*TO BE DONE*
Could every line of the data be printed exactly as it reads?
-- START SUPPLIED DATA --
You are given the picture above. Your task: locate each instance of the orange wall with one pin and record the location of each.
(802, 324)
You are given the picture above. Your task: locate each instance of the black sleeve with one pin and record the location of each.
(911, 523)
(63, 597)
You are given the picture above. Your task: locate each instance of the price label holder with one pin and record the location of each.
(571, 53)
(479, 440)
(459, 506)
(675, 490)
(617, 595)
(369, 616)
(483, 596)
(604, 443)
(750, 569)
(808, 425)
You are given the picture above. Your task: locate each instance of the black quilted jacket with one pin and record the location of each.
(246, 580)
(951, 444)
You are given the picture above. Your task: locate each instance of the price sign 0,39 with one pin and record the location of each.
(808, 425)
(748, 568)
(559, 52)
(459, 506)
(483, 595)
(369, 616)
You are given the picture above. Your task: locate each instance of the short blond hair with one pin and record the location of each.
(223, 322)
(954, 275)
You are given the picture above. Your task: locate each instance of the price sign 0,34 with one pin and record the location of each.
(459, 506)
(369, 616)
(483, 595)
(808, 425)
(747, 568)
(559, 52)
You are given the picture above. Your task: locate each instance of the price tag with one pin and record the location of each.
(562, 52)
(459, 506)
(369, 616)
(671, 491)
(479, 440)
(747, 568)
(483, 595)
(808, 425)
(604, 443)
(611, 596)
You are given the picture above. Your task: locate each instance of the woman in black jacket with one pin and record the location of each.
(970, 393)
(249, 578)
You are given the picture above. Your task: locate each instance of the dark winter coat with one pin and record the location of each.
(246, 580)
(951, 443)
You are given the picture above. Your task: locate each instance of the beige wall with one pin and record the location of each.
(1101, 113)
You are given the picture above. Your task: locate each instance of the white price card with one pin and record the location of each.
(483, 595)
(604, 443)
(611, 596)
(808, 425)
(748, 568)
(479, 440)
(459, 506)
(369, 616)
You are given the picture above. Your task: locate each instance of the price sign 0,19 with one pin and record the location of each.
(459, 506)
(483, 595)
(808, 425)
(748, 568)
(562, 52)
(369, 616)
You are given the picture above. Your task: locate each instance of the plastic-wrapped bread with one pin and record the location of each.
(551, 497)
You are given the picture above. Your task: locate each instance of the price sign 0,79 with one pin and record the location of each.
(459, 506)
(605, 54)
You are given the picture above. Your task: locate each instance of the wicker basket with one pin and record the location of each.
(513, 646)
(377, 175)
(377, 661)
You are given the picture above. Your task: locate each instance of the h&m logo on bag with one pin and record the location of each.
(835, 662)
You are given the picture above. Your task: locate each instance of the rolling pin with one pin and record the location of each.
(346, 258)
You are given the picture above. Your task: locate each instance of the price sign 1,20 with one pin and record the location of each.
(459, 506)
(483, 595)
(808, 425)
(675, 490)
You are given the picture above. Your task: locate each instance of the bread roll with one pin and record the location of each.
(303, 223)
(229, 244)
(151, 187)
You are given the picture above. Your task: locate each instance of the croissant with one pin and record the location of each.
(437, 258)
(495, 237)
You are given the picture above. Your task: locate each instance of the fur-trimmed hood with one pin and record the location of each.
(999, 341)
-- END SUPPLIED DATA --
*EXERCISE RESPONSE*
You are given the picture above. Your task: locate each instance of the orange wall with one pin and record the location of each.
(802, 324)
You are given the picture above. Your task: locate each instance of the black sleeve with one pin and record the location of each.
(911, 523)
(63, 597)
You are given the picture above. Your task: locate each instance of the price label holder with one pin and record the location of each.
(571, 53)
(479, 440)
(459, 506)
(675, 490)
(617, 595)
(369, 616)
(483, 596)
(604, 443)
(750, 569)
(808, 425)
You are given the picture above. Your task: locate each instance of the black quilted jacket with one pin and record the location of each.
(246, 580)
(951, 444)
You are given the picture above. Your task: locate each instance of the price sign 0,39 with one pin and record the location of each.
(808, 425)
(748, 568)
(559, 52)
(459, 506)
(483, 595)
(369, 616)
You are given the picture above. Your task: locate each instance of the short blond hair with one pin and record the location of each.
(223, 322)
(954, 275)
You are given the picture above. Your task: locate each instance of the price sign 0,34 with one pin and record the location of each.
(459, 506)
(369, 616)
(483, 595)
(808, 425)
(747, 568)
(559, 52)
You are given the picture above. Your task: locate each instance of the price tag with one pin and record the location of each.
(562, 52)
(459, 506)
(369, 616)
(671, 491)
(479, 440)
(747, 568)
(483, 595)
(808, 425)
(604, 443)
(611, 596)
You are given the picture above. Your task: locate each instance of the woman in black jacket with one pin and record the location of each.
(970, 393)
(249, 578)
You are given the picture above. Your task: locate each instance of the dark winter coat with one pin and record the location of each.
(246, 580)
(951, 443)
You are given the picture above. Your task: locate each instance of the beige wall with one pin and record the location of each.
(1101, 113)
You are given the picture above. Your task: locate each instance of the white price card with one pin and record the location of each.
(483, 595)
(604, 443)
(611, 596)
(808, 425)
(748, 568)
(479, 440)
(459, 506)
(369, 616)
You are given the picture above. Your task: locate each instance of the price sign 0,19 with one pin and record the location of each.
(459, 506)
(483, 595)
(808, 425)
(748, 568)
(562, 52)
(369, 616)
You are given the picture above. Your task: locate each instance of the plastic-wrapped bread with one pin and record the location of each.
(551, 497)
You are given the picture above. Your task: locate each instance of the price sign 0,79 with one pin and record the location of each.
(459, 506)
(605, 54)
You are given the picture above. Your task: locate each instance of the wicker basket with one pin and record the location of each.
(513, 646)
(377, 175)
(377, 661)
You are given the picture above. Your task: locate each instance of the h&m logo on bag with one pin and record the location of each.
(835, 662)
You are given the picture above. Your task: locate each instance of the rolling pin with one pin and record the location of each.
(346, 258)
You are given the picture above. Your task: locate each instance of the price sign 1,20 with one pin and record the location of each.
(459, 506)
(483, 595)
(808, 425)
(675, 490)
You are given the picture above. Your task: locate each instance of the bread roll with one pin and record the location of each.
(303, 223)
(229, 244)
(151, 187)
You are given the picture above. Your task: locate each instance of the croissant with one pin and record the location of each.
(437, 258)
(495, 237)
You are given the picture above. Your task: locate each instance of the fur-trimmed hood with one pin and record the location of each.
(999, 341)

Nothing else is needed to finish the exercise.